### EXCERPT TO READ
— BEGIN —

Nina Maria Nastasia ( ; born May 13, 1966) is an American folk singer-songwriter. A native of Los Angeles, she first came to prominence in New York City in 2000 after Radio 1 disc jockey John Peel began giving her debut album, Dogs, airplay. The album earned Nastasia a cult following, and was re-released in 2004. Her fifth studio album release, You Follow Me (2007), was a collaboration with Australian drummer Jim White of Dirty Three.

, Nastasia has released a total of seven studio albums, each recorded by Steve Albini. Her musical style has been described as folk and country-influenced with neo-Gothic overtones, often featuring sparse acoustic guitar accompanied by string arrangements.

Biography
Nina Nastasia was born and raised in Hollywood, Los Angeles, California and is of Calabrian-Italian and Irish descent. As a child, she studied piano and often wrote short stories, but has said she had no aspirations of becoming a professional musician.

She began writing songs in 1993, and released her first album, Dogs, in 2000. Only 1,500 copies of the album were initially pressed, with Nastasia putting together the album packaging herself in her apartment.  Nastasia sold them at her shows, quickly selling all of them. By the end of the year 2000, the album was out of print. Famed DJ John Peel took notice of the album (calling it "astonishing") after having been given a copy by Steve Albini.  Peel began playing songs from it frequently on his radio show on BBC Radio 1. The album helped earn Nastasia a cult following.

Nastasia has released seven albums, one in collaboration with Jim White. Her first album, Dogs, was initially released in 2000 on Socialist Records. Her subsequent albums, The Blackened Air (2002) and Run to Ruin (2003), were released on indie label Touch and Go Records, which also re-released Dogs in 2004, followed by a national tour; in CMJ, music journalist Kara Zuaro reviewed a live show promoting Run to Ruin, noting: "Nastasia hearkens back to a time when chamber music was a performed as a pastime for the players, rather than a spectator sport for the blue -blooded. When an audience applauds her live performances, she and her congenial New York City-based orchestra, minus the singing saw player who left to join the circus, turn to smile at each other."

— END —

[Coordinate annotation records]
— BEGIN —

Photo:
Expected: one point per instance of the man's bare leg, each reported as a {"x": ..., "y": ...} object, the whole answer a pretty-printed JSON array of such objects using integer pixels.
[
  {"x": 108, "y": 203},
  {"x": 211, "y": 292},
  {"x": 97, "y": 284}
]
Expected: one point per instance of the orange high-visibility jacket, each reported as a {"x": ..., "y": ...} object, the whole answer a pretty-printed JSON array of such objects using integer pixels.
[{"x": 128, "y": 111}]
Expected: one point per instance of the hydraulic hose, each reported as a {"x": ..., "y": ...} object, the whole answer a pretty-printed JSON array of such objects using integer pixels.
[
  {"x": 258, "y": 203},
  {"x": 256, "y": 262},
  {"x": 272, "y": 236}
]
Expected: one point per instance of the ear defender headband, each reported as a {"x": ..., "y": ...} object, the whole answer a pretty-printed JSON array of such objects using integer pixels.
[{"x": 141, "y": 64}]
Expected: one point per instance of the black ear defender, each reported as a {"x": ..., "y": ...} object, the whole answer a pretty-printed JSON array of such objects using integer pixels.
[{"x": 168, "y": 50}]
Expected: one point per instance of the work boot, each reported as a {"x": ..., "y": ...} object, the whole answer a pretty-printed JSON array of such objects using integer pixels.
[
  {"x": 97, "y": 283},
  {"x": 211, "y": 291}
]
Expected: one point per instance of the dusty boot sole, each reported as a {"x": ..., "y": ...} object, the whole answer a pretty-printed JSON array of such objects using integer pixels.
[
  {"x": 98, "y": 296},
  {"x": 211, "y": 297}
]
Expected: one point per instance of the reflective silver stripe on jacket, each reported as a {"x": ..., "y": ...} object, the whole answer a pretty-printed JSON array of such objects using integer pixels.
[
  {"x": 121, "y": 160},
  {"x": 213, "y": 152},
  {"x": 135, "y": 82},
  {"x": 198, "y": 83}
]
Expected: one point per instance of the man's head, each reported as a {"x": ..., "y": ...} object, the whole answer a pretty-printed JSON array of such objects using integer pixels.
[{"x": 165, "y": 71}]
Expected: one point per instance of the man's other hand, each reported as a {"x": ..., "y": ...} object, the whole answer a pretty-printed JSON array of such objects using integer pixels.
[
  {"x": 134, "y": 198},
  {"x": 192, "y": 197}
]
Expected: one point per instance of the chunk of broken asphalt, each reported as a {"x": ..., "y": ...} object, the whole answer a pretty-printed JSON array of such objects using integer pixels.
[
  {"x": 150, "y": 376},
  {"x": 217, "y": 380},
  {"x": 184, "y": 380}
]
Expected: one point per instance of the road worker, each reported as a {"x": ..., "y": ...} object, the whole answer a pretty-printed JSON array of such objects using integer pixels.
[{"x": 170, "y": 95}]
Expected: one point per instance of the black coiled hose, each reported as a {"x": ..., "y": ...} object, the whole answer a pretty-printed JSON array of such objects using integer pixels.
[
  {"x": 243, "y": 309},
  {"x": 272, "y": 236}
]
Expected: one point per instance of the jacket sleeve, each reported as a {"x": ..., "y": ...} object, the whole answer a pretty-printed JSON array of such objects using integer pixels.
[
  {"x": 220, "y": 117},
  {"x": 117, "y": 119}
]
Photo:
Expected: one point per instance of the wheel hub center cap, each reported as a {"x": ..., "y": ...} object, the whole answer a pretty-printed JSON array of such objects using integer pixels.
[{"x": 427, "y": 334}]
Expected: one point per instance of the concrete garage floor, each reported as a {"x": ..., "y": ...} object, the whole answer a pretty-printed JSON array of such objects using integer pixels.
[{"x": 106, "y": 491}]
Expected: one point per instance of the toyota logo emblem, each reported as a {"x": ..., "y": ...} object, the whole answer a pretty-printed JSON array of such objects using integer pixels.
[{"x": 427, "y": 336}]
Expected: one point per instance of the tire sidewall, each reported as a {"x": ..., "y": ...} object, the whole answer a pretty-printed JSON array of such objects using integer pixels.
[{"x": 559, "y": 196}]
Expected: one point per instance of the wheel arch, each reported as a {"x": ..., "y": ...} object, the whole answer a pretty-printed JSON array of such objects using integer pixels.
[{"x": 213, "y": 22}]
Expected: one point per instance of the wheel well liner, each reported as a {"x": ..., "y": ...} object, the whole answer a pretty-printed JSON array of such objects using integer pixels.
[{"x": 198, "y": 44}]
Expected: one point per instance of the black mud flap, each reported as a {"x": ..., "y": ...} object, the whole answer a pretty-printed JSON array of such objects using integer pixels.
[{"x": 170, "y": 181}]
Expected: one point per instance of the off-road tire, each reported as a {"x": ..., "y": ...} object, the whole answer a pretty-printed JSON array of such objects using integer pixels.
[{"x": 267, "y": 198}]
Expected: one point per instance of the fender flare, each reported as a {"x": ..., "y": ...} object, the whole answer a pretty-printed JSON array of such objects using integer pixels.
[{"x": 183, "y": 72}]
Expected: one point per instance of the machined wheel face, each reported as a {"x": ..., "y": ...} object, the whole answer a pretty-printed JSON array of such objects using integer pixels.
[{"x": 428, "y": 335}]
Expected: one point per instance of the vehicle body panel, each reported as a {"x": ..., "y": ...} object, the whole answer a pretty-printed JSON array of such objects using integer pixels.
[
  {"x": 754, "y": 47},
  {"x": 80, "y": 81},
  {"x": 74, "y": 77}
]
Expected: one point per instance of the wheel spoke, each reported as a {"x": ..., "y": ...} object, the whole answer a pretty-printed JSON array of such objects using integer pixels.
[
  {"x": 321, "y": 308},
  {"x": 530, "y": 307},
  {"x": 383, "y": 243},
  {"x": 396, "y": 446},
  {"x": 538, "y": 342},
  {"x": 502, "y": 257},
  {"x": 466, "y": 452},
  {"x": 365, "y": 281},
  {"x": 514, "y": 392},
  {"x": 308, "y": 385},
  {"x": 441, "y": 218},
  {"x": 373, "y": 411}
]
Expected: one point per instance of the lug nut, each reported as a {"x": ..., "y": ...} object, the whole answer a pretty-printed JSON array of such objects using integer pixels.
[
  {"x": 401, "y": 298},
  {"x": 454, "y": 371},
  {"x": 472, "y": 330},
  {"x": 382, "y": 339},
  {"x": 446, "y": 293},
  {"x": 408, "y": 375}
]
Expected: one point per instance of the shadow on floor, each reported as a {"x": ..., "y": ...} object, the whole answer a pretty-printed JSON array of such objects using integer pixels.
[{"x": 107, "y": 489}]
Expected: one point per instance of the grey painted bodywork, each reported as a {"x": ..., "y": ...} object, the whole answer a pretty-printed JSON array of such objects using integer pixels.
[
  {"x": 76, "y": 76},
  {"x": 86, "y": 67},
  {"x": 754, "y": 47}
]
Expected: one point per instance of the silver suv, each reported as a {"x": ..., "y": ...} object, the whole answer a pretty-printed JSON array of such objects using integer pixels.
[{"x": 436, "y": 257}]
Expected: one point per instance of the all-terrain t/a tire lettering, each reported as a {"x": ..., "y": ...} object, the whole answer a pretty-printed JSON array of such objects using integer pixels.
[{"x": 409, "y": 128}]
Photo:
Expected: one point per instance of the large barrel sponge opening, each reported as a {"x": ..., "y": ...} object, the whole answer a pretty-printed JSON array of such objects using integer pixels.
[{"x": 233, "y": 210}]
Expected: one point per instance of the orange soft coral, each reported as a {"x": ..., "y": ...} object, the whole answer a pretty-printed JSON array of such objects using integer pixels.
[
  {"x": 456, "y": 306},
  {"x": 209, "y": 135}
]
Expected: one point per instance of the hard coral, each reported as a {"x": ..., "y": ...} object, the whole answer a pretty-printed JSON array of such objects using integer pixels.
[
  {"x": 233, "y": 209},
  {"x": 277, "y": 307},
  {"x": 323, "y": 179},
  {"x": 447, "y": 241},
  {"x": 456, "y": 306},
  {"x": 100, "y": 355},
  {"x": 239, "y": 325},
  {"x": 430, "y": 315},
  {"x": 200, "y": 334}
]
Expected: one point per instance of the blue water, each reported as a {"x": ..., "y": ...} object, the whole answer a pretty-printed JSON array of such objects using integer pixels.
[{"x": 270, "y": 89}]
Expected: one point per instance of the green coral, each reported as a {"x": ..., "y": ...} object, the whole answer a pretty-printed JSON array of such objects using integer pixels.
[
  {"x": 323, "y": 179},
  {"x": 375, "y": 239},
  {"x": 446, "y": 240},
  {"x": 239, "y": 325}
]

— END —

### WHAT TO DO
1/ Name every album title that appears in the Nina Nastasia biography.
2/ In the Nina Nastasia biography, switch "album" to "record" and write out the passage that begins at the words "Nina Maria Nastasia" and stops after "of Dirty Three.".
3/ Pick up the Nina Nastasia biography after its last sentence and carry it forward.
The items are not used for anything here.

### TASK-BY-TASK ANSWERS
1/ Dogs, You Follow Me, The Blackened Air, Run to Ruin

2/
Nina Maria Nastasia ( ; born May 13, 1966) is an American folk singer-songwriter. A native of Los Angeles, she first came to prominence in New York City in 2000 after Radio 1 disc jockey John Peel began giving her debut record, Dogs, airplay. The record earned Nastasia a cult following, and was re-released in 2004. Her fifth studio record release, You Follow Me (2007), was a collaboration with Australian drummer Jim White of Dirty Three.

3/
In 2006, On Leaving was released on Fat Cat Records. In 2007, an album on which she collaborated with Jim White entitled You Follow Me was released through Fat Cat. All of Nastasia's albums to date were recorded by Steve Albini, who has ardently praised her music in a number of interviews. Nastasia subsequently recorded six sessions for late BBC disc jockey John Peel's show. The last one was recorded with the help of Tuvan throat singing group Huun-Huur-Tu. Two of Nastasia's songs were included in Peel's annual Festive Fifty: "Ugly Face" (ranked 4th in 2002) and "You, Her & Me" (ranked 13th in 2003).

A 7-inch single, titled "What She Doesn't Know" was released on February 25, 2008.  The single featured the title track, along with the song "Your Red Nose".  Both tracks were recorded by Steve Albini during the On Leaving sessions.  Nastasia has called the single "a good complement to You Follow Me". A solo American and European tour coincided with the release of the single. The single "Cry, Cry, Baby" was released on May 10, 2010, internationally and May 18 in the US. Her sixth studio album, Outlaster, followed on June 7, 2010.

Nastasia disappeared from the public eye for several years. On September 24, 2017, she performed at the Electrical Audio 20th anniversary party at The Hideout Block Party in Chicago, Illinois. On December 14, 2018, she released the non-album single "Handmade Card". In October 2020, Nastasia issued a statement for her fans on Bandcamp which read: "I've been away for a long while now, but I just finished recording a new album with Steve Albini. I'm going to be working hard over the next few months to get those songs out to you and many more in the near future."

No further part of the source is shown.